#### Excerto do texto:
--------
Embora a inteligência artificial (IA) esteja em grande destaque, a verdade é que, até agora, o seu impacto mais visível tem sido na transformação de negócios, operações e sistemas. De facto, nos últimos anos, o discurso sobre IA tem estado centrado nas grandes empresas, nos ganhos de produtividade, na otimização de cadeias logísticas e na análise de dados em larga escala. Tudo isto continua válido — mas estamos a assistir ao aparecimento de algo mais íntimo, mais próximo, mais humano.
Com raras exceções — e convém lembrar que há muitos sistemas bem desenhados a que chamamos IA apenas porque o termo tem sex appeal —, a verdade é que o verdadeiro impacto da inteligência artificial no dia a dia das pessoas comuns está, finalmente, a chegar. E isso muda tudo.
Refiro-me aos agentes de IA. Mais do que versões melhoradas dos tradicionais chatbots, são entidades autónomas, capazes de interpretar o contexto, tomar decisões, aprender com a experiência e executar tarefas mais ou menos complexas de forma contínua. E proativa. Estes agentes inteligentes deixaram de ser meras ferramentas.
Longe da visão fria e robótica popularizada pela ficção científica, estamos a entrar numa nova era: a da inteligência companheira. Uma nova geração de assistentes digitais que não são apenas eficientes – são empáticos e capazes de antecipar o que precisamos antes de o pedirmos. Mais, estão próximos e vão tornar-se parte da nossa rotina, como um mordomo digital.
Vamos imaginar um parceiro digital que conhece a nossa agenda, os nossos gostos, as nossas ansiedades. Que reserva a mesa à janela – como preferimos – no restaurante da moda. Que resolve a burocracia antes de sermos submersos por ela. Que ajuda os nossos filhos nos trabalhos da escola, com paciência e atenção. Que lembra os nossos pais dos medicamentos certos, na hora certa. Mais do que um assistente, é um companheiro que nos ajuda, dia e noite, a viver com mais leveza.
Esta democratização da companhia e do cuidado representa uma revolução silenciosa. Num mundo cada vez mais complexo e acelerado, ter um AI companion pode significar menos stress, menos esquecimentos, menos frustração. Uma mudança profunda, porque devolve às pessoas o que mais escasseia: tempo e energia.
--------
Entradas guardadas
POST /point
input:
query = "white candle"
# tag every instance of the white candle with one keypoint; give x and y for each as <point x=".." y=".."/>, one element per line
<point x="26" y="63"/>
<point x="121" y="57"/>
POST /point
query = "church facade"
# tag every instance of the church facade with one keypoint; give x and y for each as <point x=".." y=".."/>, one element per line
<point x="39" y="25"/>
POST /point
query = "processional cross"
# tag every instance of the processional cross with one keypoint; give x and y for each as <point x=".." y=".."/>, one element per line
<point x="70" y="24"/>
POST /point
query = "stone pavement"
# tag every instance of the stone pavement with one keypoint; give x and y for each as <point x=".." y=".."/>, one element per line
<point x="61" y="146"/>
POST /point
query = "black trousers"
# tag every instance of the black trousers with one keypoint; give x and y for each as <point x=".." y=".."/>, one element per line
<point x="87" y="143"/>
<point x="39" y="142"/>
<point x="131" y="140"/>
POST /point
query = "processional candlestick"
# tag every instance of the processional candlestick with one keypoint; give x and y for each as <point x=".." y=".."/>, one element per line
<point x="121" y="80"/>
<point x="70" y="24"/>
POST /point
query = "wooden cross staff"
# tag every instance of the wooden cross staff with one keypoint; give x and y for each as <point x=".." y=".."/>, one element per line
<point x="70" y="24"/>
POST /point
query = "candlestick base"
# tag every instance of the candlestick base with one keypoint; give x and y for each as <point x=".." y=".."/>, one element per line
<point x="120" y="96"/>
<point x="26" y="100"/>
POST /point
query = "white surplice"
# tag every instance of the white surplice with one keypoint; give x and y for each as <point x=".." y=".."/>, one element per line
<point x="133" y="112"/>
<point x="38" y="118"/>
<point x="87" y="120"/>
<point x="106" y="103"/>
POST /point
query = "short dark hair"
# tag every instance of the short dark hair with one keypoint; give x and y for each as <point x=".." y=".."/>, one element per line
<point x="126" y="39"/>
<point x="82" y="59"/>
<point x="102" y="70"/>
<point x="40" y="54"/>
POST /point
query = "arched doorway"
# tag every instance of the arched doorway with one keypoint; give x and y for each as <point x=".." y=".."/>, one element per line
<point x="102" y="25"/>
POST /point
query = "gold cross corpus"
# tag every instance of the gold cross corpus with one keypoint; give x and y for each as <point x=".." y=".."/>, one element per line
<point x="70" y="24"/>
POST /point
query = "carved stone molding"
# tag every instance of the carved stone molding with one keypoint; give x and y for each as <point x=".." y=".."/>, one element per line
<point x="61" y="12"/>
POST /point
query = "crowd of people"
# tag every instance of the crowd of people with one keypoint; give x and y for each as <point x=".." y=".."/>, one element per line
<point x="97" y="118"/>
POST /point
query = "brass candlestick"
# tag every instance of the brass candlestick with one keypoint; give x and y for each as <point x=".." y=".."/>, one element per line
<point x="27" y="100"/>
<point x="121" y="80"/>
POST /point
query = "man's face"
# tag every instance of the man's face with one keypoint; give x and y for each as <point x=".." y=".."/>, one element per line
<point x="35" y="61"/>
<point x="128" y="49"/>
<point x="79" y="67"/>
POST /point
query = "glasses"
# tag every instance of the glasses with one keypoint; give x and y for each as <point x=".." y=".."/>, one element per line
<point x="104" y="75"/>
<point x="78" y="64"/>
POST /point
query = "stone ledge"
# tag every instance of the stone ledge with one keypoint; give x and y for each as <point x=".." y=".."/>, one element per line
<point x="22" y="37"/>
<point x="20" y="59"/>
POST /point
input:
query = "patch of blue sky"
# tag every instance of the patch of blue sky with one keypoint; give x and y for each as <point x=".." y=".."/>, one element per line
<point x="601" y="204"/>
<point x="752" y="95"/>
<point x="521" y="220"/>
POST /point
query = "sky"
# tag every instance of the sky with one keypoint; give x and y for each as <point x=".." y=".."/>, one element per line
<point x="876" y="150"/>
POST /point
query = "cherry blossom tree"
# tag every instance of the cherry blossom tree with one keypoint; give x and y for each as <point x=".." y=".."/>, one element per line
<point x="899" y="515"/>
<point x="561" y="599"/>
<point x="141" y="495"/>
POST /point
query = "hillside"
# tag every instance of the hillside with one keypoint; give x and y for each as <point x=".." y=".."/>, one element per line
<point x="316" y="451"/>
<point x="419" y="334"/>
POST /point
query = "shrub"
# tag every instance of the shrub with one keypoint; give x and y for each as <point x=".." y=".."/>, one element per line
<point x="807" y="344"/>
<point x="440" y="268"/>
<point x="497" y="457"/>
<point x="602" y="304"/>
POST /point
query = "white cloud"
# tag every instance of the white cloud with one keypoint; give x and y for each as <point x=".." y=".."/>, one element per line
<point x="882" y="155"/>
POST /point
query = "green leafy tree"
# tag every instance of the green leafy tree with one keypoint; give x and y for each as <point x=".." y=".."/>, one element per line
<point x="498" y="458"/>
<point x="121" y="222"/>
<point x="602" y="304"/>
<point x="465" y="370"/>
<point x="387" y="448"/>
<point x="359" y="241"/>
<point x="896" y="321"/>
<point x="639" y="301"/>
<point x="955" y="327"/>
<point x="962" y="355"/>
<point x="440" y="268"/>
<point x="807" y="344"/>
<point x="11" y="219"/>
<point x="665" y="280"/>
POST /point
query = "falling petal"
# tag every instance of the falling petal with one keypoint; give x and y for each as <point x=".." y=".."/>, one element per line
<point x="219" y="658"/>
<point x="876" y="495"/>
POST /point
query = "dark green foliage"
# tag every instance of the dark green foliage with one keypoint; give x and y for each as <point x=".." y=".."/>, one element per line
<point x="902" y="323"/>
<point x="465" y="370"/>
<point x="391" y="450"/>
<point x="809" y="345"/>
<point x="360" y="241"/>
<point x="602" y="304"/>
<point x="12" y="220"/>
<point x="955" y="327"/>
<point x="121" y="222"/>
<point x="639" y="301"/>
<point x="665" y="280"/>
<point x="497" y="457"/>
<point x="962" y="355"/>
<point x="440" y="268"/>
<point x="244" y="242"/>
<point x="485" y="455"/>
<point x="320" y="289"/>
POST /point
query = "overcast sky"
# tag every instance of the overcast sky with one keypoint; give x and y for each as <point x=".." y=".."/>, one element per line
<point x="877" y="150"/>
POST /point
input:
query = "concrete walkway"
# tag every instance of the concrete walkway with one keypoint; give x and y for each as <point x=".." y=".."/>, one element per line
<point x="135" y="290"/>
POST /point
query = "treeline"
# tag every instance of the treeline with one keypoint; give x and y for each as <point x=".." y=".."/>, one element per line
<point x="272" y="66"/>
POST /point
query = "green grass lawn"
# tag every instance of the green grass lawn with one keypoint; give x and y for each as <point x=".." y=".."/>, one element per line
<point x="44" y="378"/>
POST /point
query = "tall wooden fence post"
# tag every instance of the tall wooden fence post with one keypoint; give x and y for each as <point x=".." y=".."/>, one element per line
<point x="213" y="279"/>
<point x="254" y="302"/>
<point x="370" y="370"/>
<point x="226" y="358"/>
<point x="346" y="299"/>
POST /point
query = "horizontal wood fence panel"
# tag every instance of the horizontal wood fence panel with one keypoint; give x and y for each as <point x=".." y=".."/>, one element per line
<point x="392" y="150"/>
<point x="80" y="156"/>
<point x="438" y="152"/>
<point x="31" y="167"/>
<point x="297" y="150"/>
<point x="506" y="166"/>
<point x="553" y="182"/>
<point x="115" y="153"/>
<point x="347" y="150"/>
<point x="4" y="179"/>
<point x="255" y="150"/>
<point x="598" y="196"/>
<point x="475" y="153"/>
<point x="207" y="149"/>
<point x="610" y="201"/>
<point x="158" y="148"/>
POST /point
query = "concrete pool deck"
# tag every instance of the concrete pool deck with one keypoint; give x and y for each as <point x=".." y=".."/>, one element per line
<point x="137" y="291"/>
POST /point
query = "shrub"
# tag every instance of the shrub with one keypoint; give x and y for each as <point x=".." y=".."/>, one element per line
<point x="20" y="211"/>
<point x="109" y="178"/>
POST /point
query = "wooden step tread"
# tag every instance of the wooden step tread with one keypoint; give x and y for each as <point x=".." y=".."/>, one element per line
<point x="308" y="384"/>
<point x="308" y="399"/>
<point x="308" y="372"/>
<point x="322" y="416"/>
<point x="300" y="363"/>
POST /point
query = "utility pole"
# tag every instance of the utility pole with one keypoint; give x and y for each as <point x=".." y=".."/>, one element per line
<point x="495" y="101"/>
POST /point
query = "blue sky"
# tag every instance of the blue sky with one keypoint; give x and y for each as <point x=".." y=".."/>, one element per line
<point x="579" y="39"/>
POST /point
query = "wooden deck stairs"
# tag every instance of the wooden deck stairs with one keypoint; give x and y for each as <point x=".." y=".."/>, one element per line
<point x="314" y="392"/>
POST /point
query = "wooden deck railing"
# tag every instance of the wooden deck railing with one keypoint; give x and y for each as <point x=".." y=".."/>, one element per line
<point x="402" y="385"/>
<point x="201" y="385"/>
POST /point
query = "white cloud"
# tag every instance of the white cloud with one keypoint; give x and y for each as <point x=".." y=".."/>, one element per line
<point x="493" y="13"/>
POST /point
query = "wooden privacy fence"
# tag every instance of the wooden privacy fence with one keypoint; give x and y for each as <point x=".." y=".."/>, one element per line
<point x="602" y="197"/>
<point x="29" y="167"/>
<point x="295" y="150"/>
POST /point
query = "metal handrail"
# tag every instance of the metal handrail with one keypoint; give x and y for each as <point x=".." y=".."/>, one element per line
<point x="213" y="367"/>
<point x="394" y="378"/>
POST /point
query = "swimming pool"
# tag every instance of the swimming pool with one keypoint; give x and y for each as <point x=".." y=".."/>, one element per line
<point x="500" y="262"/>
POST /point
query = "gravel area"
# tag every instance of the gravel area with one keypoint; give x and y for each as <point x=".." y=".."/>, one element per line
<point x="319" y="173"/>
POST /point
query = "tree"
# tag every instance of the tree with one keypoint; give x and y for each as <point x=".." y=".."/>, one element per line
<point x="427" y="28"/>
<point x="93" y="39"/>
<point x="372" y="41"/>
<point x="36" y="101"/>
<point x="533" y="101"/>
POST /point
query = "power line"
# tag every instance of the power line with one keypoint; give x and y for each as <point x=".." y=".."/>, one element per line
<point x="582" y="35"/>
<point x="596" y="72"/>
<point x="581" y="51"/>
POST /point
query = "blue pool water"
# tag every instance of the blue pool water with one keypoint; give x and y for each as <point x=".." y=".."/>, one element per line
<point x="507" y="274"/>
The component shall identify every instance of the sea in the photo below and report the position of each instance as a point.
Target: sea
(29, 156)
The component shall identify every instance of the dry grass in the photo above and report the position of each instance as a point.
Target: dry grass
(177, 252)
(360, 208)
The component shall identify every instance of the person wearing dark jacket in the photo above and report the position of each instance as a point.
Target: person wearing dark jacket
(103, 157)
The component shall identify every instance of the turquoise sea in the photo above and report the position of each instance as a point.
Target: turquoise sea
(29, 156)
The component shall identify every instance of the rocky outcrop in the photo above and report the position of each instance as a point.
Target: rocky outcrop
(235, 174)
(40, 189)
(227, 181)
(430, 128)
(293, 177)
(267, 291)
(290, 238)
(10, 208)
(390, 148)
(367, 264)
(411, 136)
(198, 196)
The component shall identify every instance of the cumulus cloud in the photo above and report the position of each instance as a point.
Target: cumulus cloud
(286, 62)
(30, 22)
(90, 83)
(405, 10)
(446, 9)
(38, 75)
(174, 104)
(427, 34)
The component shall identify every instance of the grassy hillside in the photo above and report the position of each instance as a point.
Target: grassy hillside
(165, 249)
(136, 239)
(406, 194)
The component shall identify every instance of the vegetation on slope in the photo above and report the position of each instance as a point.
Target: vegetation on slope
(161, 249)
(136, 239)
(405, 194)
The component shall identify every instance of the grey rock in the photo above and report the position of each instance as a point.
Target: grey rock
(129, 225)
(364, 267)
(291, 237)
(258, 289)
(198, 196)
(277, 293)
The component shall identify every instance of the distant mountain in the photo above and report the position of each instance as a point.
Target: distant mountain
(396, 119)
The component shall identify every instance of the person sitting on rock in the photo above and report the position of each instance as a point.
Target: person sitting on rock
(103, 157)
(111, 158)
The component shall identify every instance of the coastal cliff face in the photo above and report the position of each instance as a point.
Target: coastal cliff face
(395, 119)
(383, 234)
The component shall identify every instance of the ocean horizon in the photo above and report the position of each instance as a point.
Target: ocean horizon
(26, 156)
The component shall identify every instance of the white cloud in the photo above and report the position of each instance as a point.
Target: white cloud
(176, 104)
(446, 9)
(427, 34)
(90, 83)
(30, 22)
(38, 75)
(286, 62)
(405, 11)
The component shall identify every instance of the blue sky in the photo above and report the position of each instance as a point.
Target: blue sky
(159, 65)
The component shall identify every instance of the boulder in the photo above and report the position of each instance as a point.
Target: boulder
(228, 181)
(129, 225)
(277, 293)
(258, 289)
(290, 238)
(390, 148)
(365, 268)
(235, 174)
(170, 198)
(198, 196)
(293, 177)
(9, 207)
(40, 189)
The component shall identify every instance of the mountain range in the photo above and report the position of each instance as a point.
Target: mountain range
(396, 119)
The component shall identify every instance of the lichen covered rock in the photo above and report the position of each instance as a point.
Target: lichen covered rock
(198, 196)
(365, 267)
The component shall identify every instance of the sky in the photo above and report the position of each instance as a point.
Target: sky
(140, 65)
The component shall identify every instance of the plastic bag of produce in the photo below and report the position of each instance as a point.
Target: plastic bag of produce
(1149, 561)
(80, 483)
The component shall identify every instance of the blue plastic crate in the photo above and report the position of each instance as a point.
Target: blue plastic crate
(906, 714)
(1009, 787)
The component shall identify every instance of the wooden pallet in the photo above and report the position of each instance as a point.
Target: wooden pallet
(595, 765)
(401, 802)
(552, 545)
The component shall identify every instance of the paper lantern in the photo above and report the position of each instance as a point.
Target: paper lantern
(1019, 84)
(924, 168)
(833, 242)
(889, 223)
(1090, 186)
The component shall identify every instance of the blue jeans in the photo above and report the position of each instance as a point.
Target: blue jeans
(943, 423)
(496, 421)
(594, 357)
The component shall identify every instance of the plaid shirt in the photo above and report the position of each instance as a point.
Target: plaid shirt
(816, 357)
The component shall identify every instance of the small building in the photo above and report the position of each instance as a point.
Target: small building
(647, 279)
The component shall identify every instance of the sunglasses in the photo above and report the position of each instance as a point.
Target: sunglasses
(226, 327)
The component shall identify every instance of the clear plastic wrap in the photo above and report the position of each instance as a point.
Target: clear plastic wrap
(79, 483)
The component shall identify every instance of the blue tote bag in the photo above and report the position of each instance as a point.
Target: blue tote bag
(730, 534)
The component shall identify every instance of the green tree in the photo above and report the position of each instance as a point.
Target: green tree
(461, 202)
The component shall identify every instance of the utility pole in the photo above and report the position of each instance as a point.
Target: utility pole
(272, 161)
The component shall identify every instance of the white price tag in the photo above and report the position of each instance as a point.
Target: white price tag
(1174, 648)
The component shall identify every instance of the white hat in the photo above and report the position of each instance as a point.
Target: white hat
--------
#### Tarefas a realizar:
1) Responda às perguntas seguintes com base no texto.
(a) Onde tem sido, até agora, mais visível o impacto da IA?
(b) A que figura são comparados os novos assistentes que vão fazer parte da nossa rotina?
(c) O que devolve às pessoas a mudança descrita no último parágrafo?
2) Indique se cada afirmação está de acordo com o texto, respondendo sim ou não e citando as palavras decisivas.
(a) Os agentes de IA são apresentados apenas como versões melhoradas dos chatbots tradicionais.
(b) Os novos assistentes digitais conseguem antecipar o que precisamos.
(c) A nova era segue a visão fria e robótica da ficção científica.
A listagem não tem qualquer relação com o texto.

#### Respostas por número:
1)
(a) Na transformação de negócios, operações e sistemas.
(b) A um mordomo digital.
(c) Tempo e energia.

2)
(a) Não: "Mais do que versões melhoradas dos tradicionais chatbots, são entidades autónomas".
(b) Sim: "capazes de antecipar o que precisamos antes de o pedirmos".
(c) Não: "Longe da visão fria e robótica popularizada pela ficção científica".